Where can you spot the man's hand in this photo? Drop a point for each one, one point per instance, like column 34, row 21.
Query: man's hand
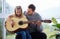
column 38, row 23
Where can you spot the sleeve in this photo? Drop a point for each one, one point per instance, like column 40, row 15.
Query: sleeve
column 38, row 17
column 39, row 28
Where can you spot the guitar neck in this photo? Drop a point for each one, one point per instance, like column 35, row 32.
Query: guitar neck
column 45, row 21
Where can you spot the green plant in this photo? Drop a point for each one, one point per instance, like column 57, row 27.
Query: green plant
column 56, row 24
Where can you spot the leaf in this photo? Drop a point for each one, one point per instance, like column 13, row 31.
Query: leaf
column 58, row 26
column 54, row 20
column 52, row 36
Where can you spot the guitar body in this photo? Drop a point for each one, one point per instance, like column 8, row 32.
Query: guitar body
column 16, row 25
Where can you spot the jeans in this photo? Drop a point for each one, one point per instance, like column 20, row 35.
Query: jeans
column 24, row 34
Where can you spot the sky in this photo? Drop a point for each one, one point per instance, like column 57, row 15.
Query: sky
column 46, row 8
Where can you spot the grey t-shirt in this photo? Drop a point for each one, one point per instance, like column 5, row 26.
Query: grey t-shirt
column 34, row 17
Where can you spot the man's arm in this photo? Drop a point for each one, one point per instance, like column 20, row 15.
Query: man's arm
column 38, row 20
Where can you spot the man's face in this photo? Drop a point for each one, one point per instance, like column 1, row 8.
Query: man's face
column 18, row 12
column 29, row 10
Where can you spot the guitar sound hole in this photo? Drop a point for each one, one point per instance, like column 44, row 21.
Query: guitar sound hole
column 20, row 23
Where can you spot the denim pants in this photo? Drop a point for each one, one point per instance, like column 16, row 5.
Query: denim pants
column 24, row 34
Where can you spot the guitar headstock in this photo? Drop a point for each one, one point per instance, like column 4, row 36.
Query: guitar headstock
column 47, row 21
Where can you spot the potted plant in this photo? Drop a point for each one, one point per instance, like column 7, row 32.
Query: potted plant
column 57, row 25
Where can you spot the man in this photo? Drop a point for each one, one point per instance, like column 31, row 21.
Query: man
column 24, row 33
column 35, row 26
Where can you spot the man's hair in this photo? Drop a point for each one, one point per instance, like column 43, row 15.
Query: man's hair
column 32, row 7
column 18, row 7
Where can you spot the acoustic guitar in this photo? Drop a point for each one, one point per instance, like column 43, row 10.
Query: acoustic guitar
column 19, row 24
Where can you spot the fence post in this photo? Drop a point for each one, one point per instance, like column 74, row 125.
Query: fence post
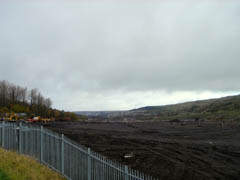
column 89, row 164
column 20, row 138
column 3, row 134
column 62, row 170
column 41, row 158
column 126, row 172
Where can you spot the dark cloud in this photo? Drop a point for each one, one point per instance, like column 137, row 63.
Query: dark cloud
column 99, row 49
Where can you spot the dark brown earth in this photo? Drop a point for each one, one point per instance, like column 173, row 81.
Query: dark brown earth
column 166, row 151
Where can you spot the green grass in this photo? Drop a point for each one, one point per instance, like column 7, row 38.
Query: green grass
column 18, row 167
column 3, row 176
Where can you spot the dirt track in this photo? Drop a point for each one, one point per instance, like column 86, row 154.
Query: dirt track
column 164, row 150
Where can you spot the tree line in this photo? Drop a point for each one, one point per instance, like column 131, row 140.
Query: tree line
column 18, row 99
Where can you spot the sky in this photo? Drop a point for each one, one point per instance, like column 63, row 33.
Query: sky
column 120, row 55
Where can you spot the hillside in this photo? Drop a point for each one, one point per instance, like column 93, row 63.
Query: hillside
column 222, row 108
column 20, row 100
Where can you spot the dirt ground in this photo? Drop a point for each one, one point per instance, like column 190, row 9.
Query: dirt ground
column 166, row 151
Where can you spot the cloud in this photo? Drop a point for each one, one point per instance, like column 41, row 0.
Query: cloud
column 109, row 49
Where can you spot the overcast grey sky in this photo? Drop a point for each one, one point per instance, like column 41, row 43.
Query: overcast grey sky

━━━━━━━━━━━━━━━━━━━━━━━━━━━━━━

*Task description*
Since only the text is needed, retype the data above exactly and omit the pictures.

*Exercise solution*
Where can you spot the man's hand in this photo? Drop a point for each one, one point per instance, like column 34, row 21.
Query: man's hand
column 38, row 23
Where can you spot the sleeve in this photo? Drop a point for each one, one point per instance, like column 40, row 15.
Query: sleeve
column 38, row 17
column 39, row 28
Where can you spot the guitar neck in this photo? Drop a point for each one, one point per instance, like column 35, row 32.
Query: guitar neck
column 45, row 21
Where can you spot the green plant in this photo? Drop a point for each one, one point per instance, like column 57, row 27.
Query: green plant
column 56, row 24
Where can you spot the leaf in this photo? Drop a point for each one, one point per instance, like column 13, row 31.
Query: leaf
column 58, row 26
column 54, row 20
column 52, row 36
Where can you spot the guitar body in this photo? Drop a point for each one, one point per instance, like column 8, row 32.
Query: guitar body
column 16, row 25
Where can you spot the jeans in this photo? Drop a point for each one, one point per instance, like column 20, row 35.
Query: jeans
column 24, row 34
Where can you spot the sky in this photo? Drop a point for each one, one point per instance, like column 57, row 15.
Query: sky
column 46, row 8
Where can you spot the grey t-shirt in this photo? Drop a point for each one, one point per instance, like column 5, row 26.
Query: grey t-shirt
column 34, row 17
Where can you spot the man's arm in this photo? Drop a point for each one, one point per instance, like column 20, row 15.
Query: man's arm
column 38, row 20
Where can you spot the man's face in this photo? Drop a point for each one, one point per instance, like column 1, row 8.
Query: man's face
column 18, row 12
column 29, row 10
Where can you spot the guitar sound hole in this photo? Drop a point for each one, one point per instance, like column 44, row 21.
Query: guitar sound hole
column 20, row 23
Where can you spot the denim pants in this photo? Drop a point for each one, one point per instance, like column 16, row 5.
Query: denim pants
column 24, row 34
Where can you spot the guitar headstock in this photo? Drop a point for each one, one point per instance, like column 4, row 36.
Query: guitar headstock
column 47, row 21
Where can you spot the potted plant in this photo? Drop a point for each one, one point per instance, like column 7, row 32.
Query: potted plant
column 57, row 25
Where can you spot the man in this photo? Drop a point for each one, one point per instance, like column 31, row 21.
Query: man
column 24, row 33
column 35, row 26
Where can you spot the man's hair in this photo? Drop a point for each one, one point per instance, like column 43, row 15.
Query: man's hair
column 32, row 7
column 18, row 7
Where can you spot the acoustic guitar in this photo? Drop a point for each one, one point per instance, like column 43, row 10.
Query: acoustic guitar
column 19, row 24
Where can you spot the fence post in this photo? Drop a point for each one, one point per instance, like column 74, row 125.
Query: fence post
column 89, row 164
column 20, row 138
column 3, row 134
column 62, row 170
column 41, row 158
column 126, row 172
Where can you spot the dark cloud in this photo? Drop a point for each one, one point per instance, like column 137, row 63.
Query: dark cloud
column 99, row 49
Where can you spot the dark brown earth in this photo? Drop a point for each one, one point per instance, like column 173, row 81.
Query: dark brown earth
column 166, row 151
Where can you spot the green grass in this photo? Drop a point for each one, one point per instance, like column 7, row 38.
Query: green grass
column 18, row 167
column 3, row 176
Where can you spot the dirt track in this photo? Drop a point for each one, one point per instance, like column 86, row 154.
Query: dirt track
column 164, row 150
Where can you spot the tree line in this photo? Drop a point for each one, one point per instance, like column 131, row 140.
Query: tree line
column 18, row 99
Where can you spot the sky in this photo? Drop a point for each one, one point per instance, like column 63, row 33.
Query: sky
column 120, row 55
Where can you spot the hillside in this photo? Drop a point for each one, one point per instance, like column 93, row 63.
Query: hillside
column 222, row 108
column 20, row 100
Where can you spot the dirt ground in this photo? Drop a point for each one, one point per instance, like column 190, row 9.
Query: dirt ground
column 166, row 151
Where can you spot the cloud in this photo? Drop a point for each one, one point per instance, like column 41, row 0.
Query: cloud
column 109, row 49
Where can you spot the overcast grey sky in this photo? Drop a point for each one, one point per instance, like column 41, row 43.
Query: overcast grey sky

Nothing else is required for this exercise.